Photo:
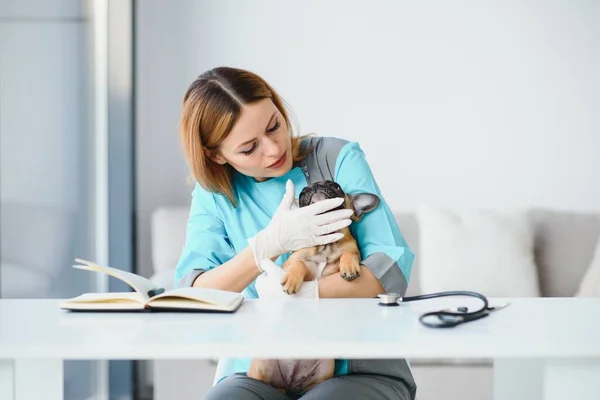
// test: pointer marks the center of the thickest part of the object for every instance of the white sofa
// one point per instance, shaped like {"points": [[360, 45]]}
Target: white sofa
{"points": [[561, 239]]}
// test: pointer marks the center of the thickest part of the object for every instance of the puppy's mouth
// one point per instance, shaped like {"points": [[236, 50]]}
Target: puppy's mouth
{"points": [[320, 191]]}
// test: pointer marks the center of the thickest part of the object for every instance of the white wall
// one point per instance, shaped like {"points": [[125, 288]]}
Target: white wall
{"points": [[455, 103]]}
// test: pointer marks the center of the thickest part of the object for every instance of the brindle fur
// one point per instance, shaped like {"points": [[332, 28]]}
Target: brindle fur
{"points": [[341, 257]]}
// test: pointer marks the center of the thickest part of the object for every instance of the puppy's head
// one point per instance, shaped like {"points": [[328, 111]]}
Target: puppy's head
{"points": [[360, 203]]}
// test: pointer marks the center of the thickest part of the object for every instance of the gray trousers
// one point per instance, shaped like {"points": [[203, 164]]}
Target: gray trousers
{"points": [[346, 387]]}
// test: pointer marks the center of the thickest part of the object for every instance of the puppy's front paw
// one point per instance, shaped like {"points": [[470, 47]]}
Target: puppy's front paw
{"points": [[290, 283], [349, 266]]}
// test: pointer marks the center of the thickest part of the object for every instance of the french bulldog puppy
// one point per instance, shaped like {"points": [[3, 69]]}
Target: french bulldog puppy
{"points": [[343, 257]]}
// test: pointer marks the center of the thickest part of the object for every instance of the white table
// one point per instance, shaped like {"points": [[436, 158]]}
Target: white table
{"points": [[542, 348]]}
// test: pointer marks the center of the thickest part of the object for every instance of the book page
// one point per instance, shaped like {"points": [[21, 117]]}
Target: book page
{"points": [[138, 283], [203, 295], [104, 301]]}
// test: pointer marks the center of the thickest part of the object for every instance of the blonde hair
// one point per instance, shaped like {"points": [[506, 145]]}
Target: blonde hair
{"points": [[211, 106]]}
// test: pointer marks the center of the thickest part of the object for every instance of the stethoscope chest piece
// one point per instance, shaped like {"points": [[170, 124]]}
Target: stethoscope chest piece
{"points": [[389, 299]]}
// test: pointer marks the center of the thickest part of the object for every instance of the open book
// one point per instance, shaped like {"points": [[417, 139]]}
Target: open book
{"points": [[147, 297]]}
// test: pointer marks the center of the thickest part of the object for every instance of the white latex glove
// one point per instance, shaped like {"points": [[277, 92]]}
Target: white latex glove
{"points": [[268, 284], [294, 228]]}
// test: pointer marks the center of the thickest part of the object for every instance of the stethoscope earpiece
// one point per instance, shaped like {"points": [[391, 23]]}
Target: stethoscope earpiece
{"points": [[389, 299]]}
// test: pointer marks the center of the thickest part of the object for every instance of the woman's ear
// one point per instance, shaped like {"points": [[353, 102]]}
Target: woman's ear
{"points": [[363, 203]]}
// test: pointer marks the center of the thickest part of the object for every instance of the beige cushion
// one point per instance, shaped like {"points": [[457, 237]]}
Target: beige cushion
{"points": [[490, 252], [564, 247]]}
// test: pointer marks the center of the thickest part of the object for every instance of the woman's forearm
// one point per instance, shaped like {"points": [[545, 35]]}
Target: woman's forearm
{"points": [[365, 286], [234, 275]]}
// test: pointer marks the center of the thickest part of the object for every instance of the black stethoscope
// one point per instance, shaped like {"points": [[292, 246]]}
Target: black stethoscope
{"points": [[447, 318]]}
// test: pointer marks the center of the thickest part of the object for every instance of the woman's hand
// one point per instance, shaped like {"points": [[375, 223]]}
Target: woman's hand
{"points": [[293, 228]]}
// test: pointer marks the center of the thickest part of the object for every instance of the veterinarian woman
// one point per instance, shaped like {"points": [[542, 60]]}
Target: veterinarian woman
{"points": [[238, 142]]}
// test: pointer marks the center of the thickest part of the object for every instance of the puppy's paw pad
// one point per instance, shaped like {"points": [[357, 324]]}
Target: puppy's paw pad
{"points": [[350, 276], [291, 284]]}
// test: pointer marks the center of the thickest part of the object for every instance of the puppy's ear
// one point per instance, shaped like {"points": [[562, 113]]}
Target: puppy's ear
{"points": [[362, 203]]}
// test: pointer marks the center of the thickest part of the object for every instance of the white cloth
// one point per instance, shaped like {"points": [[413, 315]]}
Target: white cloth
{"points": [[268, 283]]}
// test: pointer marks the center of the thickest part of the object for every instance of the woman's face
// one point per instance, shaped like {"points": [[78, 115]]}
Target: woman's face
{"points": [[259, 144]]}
○ ○ ○
» Aim of the task:
Make an exact copy of every record, pictures excluded.

» Result below:
Photo:
// test: pointer marks the center of the thickest part of the object for every instance of the white sofa
// one point per instance, shaped like {"points": [[360, 45]]}
Target: white sofa
{"points": [[561, 239]]}
// test: pointer marks the center of the thickest part of the object for every instance of the puppy's mouth
// one point per instance, shaped like {"points": [[236, 50]]}
Target: puppy's mouth
{"points": [[320, 191]]}
// test: pointer marks the center of the thickest part of the object for every instance of the white wall
// one point per instance, shaped like {"points": [[125, 288]]}
Target: white wall
{"points": [[455, 103]]}
// test: pointer marks the center of the thickest part of the object for every instance of the brindle fur
// one point per instance, shaped like {"points": [[332, 28]]}
Target: brindle fur
{"points": [[341, 257]]}
// test: pointer marks the center of the thickest part of the object for every instance of the puppy's head
// one point per instance, shaped like {"points": [[328, 111]]}
Target: puppy's head
{"points": [[360, 203]]}
// test: pointer marks the center of the thickest part of the object for every instance of the gray trousers
// one point per instance, shaped like {"points": [[203, 164]]}
Target: gray trousers
{"points": [[346, 387]]}
// test: pointer marks the center of the thickest part of the object for every instance of the puppy's front paw
// one point per instance, shaped like {"points": [[470, 47]]}
Target: puppy's front paw
{"points": [[290, 283], [349, 266]]}
// test: pointer marks the center of the thickest part of the object for every instance of the french bulldog puppy
// one point per instance, shaped like {"points": [[3, 69]]}
Target: french bulldog puppy
{"points": [[343, 257]]}
// test: pointer marks the center of the thickest part of the object for every instance of the white table
// one point per instance, shaped like {"points": [[436, 158]]}
Target: white table
{"points": [[542, 348]]}
// test: pointer marks the center of the thickest part of the object for every instance of the book page
// one point per instance, shaped like {"points": [[21, 117]]}
Target: book page
{"points": [[138, 283], [203, 295], [104, 301]]}
// test: pointer marks the center of the thickest part of the object for every instance of the blonde hair
// one point per instance, shaped like {"points": [[506, 145]]}
Target: blonde hair
{"points": [[211, 106]]}
// test: pointer marks the center of the thickest part of the object for every instance of the stethoscope chest piece
// one point per instance, shaped like {"points": [[170, 124]]}
Target: stethoscope chest piece
{"points": [[389, 299]]}
// test: pointer marks the center of the thickest part of the object for every instance of the open book
// one point per instance, shaped like {"points": [[417, 139]]}
Target: open book
{"points": [[147, 297]]}
// test: pointer marks the center of the thickest part of the object for every instance of the white latex glove
// one point per instance, shaped like {"points": [[277, 92]]}
Target: white latex glove
{"points": [[268, 284], [294, 228]]}
// test: pointer marks the center of the thickest part of the object for every instance of the stethoscope earpiece
// one point per instance, shaped like {"points": [[391, 23]]}
Target: stethoscope earpiece
{"points": [[389, 299]]}
// test: pointer marks the center of the thickest part of the object for every instance of the woman's ear
// one point per instance, shaped like {"points": [[353, 102]]}
Target: woman's ear
{"points": [[363, 203]]}
// test: pointer marks the center of the thickest part of the object for every instance of the beige cushion
// one point per instance, shaped like {"points": [[457, 237]]}
Target: beige cushion
{"points": [[490, 252], [564, 247]]}
// test: pointer marks the center of the thickest part of the object for every instance of the woman's forearm
// one point per instance, shaped like {"points": [[545, 35]]}
Target: woman's forearm
{"points": [[365, 286], [234, 275]]}
// test: pointer marks the center of the thickest part of the object for every instance of the black stethoscope
// one point per instance, shaped like {"points": [[292, 246]]}
Target: black stethoscope
{"points": [[447, 318]]}
// test: pointer marks the center of the thickest part of the object for every instance of the woman's hand
// one point per instance, shaped like {"points": [[375, 223]]}
Target: woman's hand
{"points": [[293, 228]]}
// test: pointer marks the center of the thickest part of the object for every instance of the veterinarian woman
// one point per instance, shaped like {"points": [[542, 60]]}
Target: veterinarian woman
{"points": [[238, 142]]}
// test: pointer marks the center of the thickest part of the object for every instance of the puppy's paw pad
// one point per instance, shaped like {"points": [[357, 324]]}
Target: puppy's paw pad
{"points": [[350, 276], [291, 284]]}
// test: pointer marks the center of the thickest part of the object for every instance of the puppy's ear
// one point per instance, shaped like {"points": [[562, 113]]}
Target: puppy's ear
{"points": [[362, 203]]}
// test: pointer marks the center of the thickest part of the object for every instance of the white cloth
// one point per instance, shaped like {"points": [[413, 315]]}
Target: white cloth
{"points": [[268, 283]]}
// test: pointer marks the center of the thickest part of the object for every instance of the woman's face
// one point per instance, shaped like {"points": [[78, 115]]}
Target: woman's face
{"points": [[259, 144]]}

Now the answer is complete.